Photo-based referring expression data:

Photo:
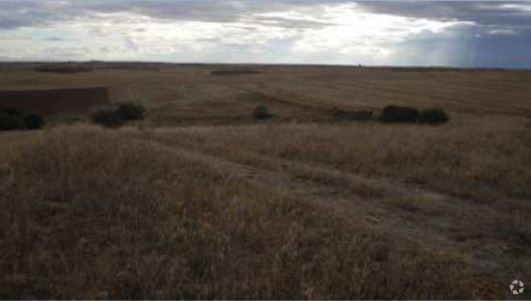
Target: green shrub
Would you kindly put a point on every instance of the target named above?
(130, 111)
(107, 118)
(33, 121)
(261, 112)
(433, 116)
(399, 114)
(353, 115)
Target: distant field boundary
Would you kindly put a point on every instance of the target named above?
(55, 101)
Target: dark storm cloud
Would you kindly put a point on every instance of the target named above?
(491, 13)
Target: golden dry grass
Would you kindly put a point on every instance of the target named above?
(309, 209)
(94, 214)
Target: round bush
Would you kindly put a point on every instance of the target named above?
(107, 118)
(399, 114)
(434, 116)
(33, 121)
(261, 112)
(130, 111)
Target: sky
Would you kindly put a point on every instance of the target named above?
(402, 33)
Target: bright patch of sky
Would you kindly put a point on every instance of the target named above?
(336, 33)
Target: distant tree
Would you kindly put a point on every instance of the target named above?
(130, 111)
(107, 117)
(392, 114)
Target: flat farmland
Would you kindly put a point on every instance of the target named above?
(201, 200)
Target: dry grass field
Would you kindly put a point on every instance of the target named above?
(202, 201)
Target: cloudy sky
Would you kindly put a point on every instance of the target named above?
(467, 33)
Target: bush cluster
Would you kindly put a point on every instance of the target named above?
(353, 115)
(15, 119)
(116, 117)
(395, 114)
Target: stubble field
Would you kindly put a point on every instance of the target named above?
(200, 200)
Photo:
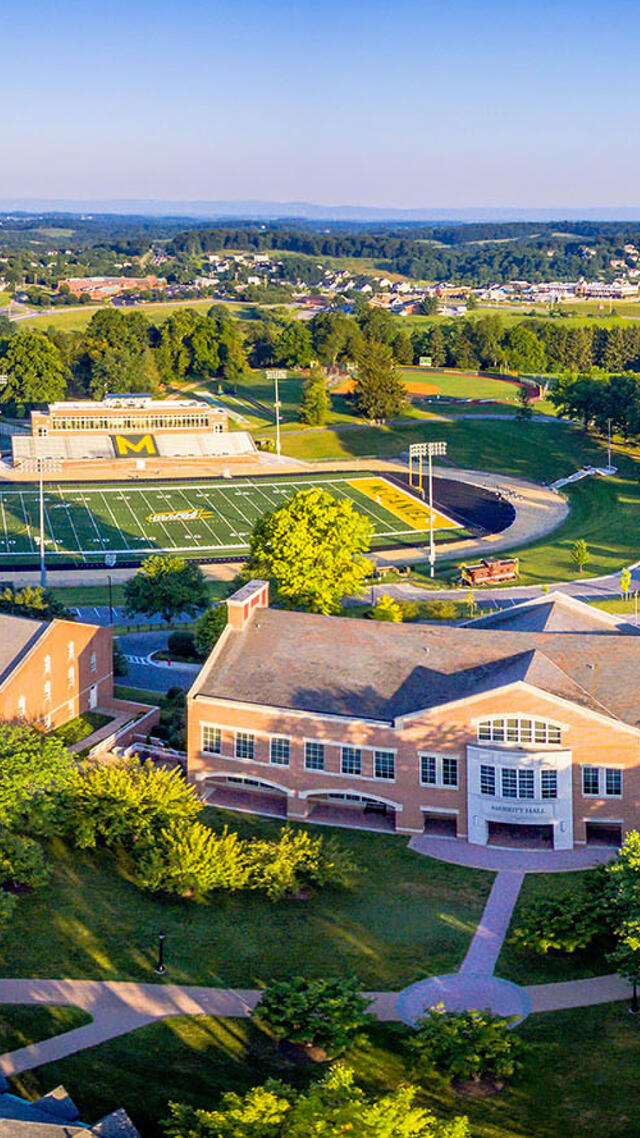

TASK DESCRIPTION
Please go through the data and copy each line containing the word "distant".

ANSWER FOR THIS EXERCISE
Target: distant field boundary
Target: distant tree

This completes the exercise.